▶ _Given problem 1_:
In the forum thread about the indexer, what does the moderator say the posted code is missing?
▶ _Given problem 2_:
Rewrite the stretch of the forum thread from "Results 1 to" through "my Java class.", swapping "assignment" for "homework".

Results 1 to 19 of 19
  1. #1
    aaalex93 is offline Member
    Join Date
    Sep 2012
    Posts
    11
    Rep Power
    0

    Default Help with indexer

    Hi, I am completely new to Java and I am currently on my second assignment in my Java class.

    I am having a bit of trouble getting my code to do what I need it to do. I'm not getting any errors, but when I runt the program I the console just displays the word that is given and doesn't search the webp pages like it is supposed to. I know this is very simple but again I am a complete beginner and anything helps at this point. Here is the code:


    public class SearchEngine {
    public static void main(String[] args) {
    System.out.println("Creating Index and Scraping Pages");


    // 1. Create a new Indexer object
    Indexer i = new Indexer();
    /* 2. Use the addPage method from this class
    * to add the following websites to your index
    * FSU's Program in Interdisciplinary Computing
    * FSU's Program in Interdisciplinary Computing
    * FSU's Program in Interdisciplinary Computing
    * FSU's Program in Interdisciplinary Computing */
    addPage(i, "http://pic.fsu.edu/");
    addPage(i, "http://pic.fsu.edu/about.php");
    addPage(i, "http://pic.fsu.edu/people.php");
    addPage(i, "http://pic.fsu.edu/students.php");
    System.out.println("System ready for queries");

    /* 3. Open a input dialog using the JOptionPane class
    * and ask for a word to search the index.
    * Get the word to search for as a result String.
    */
    String word = JOptionPane.showInputDialog(null, "Provide a Word to search the index:");
    // 4. Search the index for the word requested, get the result.
    i.search(word);



    /* 5. Output the search result either to the console
    * or using a JOptionPane message dialog.
    */
    System.out.println(word);
    }

    /**
    * Describe what this method does here.
    * @param i
    * @param location
    */
    public static void addPage(Indexer i, String location) {
    // 1. Get the html code from the location provided to this method
    String site = WebGet.httpget(location);
    // 2. Create a new page object and set its html code to the code you downloaded
    Page p = new Page(site);

    // 3. Get the array of words from the page object.
    p.getWords();
    // 4. Add an entry to the indexer, providing the location and the array of words
    i.addEntry(location, p.getWords());
    }
    }

  2. #2
    Norm's Avatar
    Norm is offline Moderator
    Join Date
    Jun 2008
    Location
    Eastern Florida
    Posts
    16,585
    Rep Power
    23

    Default Re: Help with indexer

    What packages are you using? The posted code does not have any import statements.

▶ _Provided data_:

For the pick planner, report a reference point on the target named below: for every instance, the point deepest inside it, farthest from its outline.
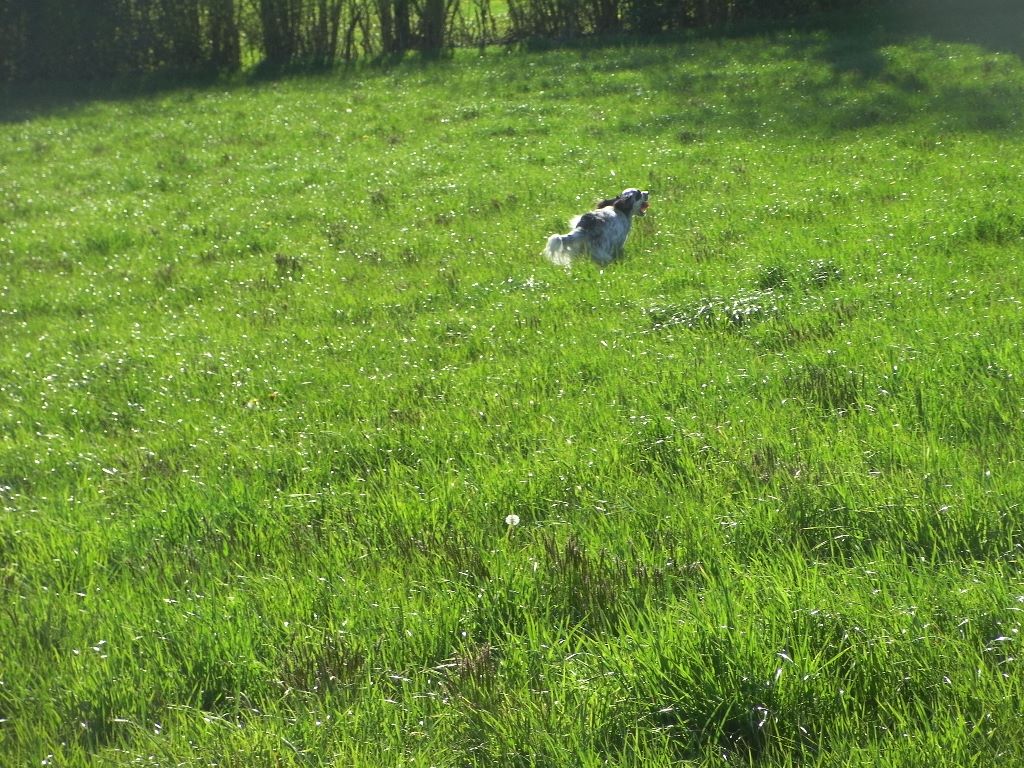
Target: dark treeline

▶ _Full answer 1_:
Import statements.

▶ _Full answer 2_:
Results 1 to 19 of 19
  1. #1
    aaalex93 is offline Member
    Join Date
    Sep 2012
    Posts
    11
    Rep Power
    0

    Default Help with indexer

    Hi, I am completely new to Java and I am currently on my second homework in my Java class.